* Short task *
Show every line of the material below that contains the word "dorsal", copying each line in full.

begin

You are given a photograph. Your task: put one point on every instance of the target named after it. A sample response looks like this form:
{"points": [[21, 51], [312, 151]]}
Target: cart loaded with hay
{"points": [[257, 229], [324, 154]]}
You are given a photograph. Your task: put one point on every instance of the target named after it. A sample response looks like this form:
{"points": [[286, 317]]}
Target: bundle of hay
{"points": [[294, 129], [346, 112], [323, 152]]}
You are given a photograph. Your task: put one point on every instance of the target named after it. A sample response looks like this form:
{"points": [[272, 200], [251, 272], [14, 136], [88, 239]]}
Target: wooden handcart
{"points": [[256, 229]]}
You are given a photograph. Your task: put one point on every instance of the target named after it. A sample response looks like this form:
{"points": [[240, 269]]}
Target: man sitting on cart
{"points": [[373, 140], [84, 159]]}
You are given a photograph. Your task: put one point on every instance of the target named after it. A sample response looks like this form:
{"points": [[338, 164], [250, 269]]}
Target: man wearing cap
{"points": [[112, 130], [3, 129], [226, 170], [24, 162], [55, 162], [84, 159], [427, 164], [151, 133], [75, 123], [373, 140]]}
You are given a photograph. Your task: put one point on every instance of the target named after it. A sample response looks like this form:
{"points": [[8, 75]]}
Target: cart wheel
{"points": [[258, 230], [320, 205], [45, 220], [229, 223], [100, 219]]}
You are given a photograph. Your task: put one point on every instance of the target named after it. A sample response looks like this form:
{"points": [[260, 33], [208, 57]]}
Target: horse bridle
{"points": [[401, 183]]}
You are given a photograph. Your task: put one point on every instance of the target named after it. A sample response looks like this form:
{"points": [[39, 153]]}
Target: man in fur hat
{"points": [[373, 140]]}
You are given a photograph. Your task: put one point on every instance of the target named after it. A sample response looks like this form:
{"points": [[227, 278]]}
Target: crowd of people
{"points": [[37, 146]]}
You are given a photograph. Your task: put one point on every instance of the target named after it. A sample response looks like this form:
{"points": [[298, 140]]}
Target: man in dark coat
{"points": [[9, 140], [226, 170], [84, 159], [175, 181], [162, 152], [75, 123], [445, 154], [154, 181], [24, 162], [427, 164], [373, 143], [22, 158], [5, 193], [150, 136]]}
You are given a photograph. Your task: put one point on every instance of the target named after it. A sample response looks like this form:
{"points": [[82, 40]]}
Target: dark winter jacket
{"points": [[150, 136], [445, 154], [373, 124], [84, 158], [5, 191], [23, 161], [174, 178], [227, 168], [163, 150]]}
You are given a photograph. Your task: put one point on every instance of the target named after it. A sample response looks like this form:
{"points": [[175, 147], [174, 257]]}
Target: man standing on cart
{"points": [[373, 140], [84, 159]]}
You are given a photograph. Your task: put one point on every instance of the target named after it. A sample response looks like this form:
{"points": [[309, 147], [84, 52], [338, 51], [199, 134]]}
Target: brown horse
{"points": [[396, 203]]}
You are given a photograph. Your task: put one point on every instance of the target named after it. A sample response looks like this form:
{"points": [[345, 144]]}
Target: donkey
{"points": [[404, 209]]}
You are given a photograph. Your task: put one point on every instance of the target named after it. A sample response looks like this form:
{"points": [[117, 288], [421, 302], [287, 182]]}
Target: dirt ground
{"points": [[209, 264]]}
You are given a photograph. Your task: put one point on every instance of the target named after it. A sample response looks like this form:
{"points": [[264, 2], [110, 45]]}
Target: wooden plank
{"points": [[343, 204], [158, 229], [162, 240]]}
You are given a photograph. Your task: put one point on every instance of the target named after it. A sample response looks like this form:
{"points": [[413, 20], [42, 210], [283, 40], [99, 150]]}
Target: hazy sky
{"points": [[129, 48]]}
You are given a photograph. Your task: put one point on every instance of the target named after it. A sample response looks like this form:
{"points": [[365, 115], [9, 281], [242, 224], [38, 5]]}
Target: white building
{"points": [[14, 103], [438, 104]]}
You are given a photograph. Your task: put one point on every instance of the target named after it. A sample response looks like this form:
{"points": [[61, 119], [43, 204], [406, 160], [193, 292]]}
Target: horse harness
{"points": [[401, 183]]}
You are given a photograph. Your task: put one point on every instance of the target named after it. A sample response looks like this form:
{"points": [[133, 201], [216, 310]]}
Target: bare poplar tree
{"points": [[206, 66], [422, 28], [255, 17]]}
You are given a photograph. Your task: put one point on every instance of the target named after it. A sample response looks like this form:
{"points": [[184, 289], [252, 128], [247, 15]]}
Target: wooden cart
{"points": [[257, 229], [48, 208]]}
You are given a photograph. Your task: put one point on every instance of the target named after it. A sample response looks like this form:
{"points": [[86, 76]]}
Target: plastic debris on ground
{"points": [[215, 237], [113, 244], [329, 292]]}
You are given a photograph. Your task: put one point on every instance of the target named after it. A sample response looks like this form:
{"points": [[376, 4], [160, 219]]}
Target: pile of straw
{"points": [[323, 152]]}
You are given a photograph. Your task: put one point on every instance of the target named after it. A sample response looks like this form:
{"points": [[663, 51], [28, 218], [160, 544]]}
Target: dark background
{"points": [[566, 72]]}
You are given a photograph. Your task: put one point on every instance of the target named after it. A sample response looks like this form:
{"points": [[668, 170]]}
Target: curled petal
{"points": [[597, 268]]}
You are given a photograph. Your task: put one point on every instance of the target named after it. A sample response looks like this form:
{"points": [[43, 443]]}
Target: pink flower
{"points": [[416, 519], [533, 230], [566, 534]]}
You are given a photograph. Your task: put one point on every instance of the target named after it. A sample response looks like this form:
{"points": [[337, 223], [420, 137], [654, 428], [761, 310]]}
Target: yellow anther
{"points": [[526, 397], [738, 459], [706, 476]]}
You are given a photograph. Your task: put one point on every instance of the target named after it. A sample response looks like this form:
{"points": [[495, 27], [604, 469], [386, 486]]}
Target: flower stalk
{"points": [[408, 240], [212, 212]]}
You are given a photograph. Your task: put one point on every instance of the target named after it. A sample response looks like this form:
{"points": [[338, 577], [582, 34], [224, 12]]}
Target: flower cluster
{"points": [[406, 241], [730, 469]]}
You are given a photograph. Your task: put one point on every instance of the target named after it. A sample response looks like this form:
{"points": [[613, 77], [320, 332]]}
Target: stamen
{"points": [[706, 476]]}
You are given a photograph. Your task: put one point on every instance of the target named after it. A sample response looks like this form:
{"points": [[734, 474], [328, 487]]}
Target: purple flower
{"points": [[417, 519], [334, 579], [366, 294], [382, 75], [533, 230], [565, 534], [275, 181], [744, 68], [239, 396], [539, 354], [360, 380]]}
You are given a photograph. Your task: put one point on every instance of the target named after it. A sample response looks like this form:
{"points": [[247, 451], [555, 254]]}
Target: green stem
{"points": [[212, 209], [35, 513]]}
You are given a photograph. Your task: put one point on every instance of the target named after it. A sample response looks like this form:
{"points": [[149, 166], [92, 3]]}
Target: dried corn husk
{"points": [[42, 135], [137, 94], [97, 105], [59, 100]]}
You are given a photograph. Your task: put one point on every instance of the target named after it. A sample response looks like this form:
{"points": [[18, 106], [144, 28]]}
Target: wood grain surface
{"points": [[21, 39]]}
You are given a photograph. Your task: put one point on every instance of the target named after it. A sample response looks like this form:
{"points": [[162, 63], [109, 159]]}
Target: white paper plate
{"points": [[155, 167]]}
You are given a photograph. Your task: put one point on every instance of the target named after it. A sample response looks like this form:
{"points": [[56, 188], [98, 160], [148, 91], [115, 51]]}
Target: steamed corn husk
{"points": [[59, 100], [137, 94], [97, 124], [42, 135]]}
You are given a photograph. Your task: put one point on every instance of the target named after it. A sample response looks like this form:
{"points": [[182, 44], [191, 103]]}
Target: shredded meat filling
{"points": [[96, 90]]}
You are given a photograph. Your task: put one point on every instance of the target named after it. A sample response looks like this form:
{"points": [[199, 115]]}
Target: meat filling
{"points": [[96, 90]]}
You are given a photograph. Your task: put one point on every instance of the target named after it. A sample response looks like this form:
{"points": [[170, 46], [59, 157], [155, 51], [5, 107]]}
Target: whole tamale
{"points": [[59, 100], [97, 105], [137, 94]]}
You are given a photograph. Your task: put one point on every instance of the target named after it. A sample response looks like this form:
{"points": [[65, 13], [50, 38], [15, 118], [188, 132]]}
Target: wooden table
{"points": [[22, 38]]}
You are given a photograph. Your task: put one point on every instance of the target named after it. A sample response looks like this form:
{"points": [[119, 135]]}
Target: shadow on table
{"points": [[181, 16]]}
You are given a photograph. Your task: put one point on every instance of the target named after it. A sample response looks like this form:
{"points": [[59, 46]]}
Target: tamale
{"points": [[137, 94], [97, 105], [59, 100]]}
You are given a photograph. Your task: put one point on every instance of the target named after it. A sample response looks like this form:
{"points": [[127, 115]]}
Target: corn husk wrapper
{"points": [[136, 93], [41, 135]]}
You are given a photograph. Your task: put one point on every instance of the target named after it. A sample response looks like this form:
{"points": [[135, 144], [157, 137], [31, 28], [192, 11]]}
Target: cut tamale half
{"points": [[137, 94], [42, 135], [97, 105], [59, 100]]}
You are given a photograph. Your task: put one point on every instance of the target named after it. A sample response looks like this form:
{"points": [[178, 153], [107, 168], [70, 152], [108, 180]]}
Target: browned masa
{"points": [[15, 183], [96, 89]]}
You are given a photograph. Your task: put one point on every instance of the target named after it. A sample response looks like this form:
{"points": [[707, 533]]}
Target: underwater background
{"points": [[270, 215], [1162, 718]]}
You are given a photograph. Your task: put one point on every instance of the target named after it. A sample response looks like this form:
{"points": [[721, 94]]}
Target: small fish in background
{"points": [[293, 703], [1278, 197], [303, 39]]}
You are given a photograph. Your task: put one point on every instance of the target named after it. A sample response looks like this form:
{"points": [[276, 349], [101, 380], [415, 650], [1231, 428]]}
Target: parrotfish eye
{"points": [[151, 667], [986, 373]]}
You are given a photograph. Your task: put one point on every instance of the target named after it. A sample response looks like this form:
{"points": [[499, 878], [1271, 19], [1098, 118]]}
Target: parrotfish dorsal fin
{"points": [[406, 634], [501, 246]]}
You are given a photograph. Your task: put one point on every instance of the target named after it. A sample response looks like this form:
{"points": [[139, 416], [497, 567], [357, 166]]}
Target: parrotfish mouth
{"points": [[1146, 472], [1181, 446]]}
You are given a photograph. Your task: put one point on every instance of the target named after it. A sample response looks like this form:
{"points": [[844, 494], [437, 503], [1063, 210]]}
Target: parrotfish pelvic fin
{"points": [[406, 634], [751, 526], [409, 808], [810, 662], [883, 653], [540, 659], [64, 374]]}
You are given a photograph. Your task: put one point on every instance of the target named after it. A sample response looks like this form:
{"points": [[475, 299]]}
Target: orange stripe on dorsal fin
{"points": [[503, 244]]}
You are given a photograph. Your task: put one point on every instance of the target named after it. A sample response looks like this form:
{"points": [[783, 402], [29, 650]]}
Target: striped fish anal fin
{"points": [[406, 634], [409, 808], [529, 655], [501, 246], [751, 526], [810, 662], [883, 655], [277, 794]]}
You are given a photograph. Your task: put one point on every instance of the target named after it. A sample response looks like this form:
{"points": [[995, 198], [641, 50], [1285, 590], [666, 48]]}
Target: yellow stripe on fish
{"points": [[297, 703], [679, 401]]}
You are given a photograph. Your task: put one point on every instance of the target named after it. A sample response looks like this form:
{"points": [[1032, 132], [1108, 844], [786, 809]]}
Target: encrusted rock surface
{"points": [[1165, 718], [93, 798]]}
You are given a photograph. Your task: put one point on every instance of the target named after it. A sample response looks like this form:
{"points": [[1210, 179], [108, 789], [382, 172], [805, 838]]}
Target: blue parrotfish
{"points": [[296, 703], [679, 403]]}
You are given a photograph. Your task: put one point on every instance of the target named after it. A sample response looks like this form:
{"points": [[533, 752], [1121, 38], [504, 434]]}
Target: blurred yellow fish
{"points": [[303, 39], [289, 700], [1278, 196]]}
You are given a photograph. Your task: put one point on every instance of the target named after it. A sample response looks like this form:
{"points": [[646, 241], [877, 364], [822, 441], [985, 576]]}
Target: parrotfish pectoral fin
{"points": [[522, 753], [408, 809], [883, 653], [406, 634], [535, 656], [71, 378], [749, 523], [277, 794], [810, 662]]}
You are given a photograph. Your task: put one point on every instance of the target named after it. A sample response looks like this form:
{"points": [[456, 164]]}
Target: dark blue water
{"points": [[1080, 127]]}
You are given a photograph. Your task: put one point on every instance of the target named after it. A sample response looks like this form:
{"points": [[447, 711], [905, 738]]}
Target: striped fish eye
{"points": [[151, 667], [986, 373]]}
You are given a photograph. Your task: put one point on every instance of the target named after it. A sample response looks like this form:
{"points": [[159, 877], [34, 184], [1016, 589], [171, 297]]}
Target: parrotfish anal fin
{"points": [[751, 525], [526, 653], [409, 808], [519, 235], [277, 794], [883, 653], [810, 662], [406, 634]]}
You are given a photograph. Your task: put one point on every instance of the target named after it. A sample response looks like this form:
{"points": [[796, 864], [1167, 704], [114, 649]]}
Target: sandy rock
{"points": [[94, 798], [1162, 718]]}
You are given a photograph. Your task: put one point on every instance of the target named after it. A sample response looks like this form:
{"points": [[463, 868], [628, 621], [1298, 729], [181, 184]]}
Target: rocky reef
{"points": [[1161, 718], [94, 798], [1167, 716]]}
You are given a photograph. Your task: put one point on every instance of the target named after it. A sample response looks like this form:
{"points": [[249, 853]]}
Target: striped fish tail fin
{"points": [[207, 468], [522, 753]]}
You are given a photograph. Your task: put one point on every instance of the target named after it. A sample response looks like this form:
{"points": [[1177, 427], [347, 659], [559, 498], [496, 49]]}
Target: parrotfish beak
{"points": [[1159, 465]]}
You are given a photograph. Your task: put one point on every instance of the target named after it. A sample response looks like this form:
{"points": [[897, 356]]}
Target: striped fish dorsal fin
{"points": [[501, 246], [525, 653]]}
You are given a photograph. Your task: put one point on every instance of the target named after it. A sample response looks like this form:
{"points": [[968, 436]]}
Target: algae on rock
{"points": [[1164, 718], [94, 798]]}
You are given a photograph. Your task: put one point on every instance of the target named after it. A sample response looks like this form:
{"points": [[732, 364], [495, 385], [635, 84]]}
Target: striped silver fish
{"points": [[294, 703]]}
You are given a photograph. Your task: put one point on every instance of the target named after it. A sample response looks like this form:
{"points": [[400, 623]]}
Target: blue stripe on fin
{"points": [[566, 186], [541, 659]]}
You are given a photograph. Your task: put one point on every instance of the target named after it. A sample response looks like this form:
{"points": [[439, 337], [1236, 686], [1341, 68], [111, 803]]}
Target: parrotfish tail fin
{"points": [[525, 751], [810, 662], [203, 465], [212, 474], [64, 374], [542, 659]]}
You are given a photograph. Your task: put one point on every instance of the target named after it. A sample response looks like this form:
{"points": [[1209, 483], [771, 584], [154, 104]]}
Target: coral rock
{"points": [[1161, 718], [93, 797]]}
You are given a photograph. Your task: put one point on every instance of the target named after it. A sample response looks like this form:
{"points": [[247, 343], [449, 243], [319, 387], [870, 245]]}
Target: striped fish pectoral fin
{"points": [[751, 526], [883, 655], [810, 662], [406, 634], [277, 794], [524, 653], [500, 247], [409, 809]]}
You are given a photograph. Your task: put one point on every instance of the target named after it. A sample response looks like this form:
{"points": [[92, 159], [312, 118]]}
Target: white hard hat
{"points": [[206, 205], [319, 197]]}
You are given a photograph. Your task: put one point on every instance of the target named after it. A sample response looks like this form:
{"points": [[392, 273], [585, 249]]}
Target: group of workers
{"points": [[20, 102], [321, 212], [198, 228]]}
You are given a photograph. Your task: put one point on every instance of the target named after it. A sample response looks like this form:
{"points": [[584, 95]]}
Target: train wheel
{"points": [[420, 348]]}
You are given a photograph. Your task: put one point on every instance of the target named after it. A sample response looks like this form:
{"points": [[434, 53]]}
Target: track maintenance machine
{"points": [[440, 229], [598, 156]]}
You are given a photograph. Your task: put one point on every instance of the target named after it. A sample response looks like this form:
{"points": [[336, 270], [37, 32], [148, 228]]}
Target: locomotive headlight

end

* Answer to this problem *
Target: parrotfish dorsal fin
Target: orange stripe on dorsal fin
Target: striped fish dorsal fin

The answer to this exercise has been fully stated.